Among these entries, how many lines contain "white"? Say the number and nothing else.

···

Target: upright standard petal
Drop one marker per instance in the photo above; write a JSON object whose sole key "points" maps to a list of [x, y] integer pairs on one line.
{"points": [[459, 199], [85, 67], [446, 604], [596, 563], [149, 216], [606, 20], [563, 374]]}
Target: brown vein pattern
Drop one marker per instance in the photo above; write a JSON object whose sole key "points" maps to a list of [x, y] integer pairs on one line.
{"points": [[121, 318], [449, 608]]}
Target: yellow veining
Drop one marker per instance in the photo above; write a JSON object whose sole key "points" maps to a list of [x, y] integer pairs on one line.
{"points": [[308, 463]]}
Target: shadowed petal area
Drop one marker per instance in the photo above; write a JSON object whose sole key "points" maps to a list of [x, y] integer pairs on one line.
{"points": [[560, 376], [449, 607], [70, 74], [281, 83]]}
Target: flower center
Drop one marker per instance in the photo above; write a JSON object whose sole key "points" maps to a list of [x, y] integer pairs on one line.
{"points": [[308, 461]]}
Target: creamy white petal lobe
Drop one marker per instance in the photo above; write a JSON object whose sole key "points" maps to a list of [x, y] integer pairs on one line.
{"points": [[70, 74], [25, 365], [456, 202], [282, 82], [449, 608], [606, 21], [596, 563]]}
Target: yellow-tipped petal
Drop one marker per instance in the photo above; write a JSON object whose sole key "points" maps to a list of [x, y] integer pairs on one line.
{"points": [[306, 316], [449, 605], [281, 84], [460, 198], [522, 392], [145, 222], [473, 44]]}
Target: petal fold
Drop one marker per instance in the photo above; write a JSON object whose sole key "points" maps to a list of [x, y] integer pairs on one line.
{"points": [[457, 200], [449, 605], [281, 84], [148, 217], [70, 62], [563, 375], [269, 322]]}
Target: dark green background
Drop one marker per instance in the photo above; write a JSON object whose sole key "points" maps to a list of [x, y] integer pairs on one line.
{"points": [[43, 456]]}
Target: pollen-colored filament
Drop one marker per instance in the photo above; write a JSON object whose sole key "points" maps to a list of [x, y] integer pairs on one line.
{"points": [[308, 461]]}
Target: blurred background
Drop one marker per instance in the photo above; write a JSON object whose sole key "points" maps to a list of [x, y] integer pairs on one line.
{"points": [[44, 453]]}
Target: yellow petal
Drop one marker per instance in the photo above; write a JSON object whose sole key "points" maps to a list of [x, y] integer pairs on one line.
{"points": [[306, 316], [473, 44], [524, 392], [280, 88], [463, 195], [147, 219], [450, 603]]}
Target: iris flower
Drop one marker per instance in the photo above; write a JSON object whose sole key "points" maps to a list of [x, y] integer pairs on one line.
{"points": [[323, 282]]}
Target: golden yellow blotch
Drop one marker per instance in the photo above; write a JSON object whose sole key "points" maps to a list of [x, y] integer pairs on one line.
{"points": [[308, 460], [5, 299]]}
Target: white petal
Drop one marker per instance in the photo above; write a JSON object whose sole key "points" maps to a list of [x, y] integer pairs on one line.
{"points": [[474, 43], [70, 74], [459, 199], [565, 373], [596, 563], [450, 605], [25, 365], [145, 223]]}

···

#### Exercise answer:
2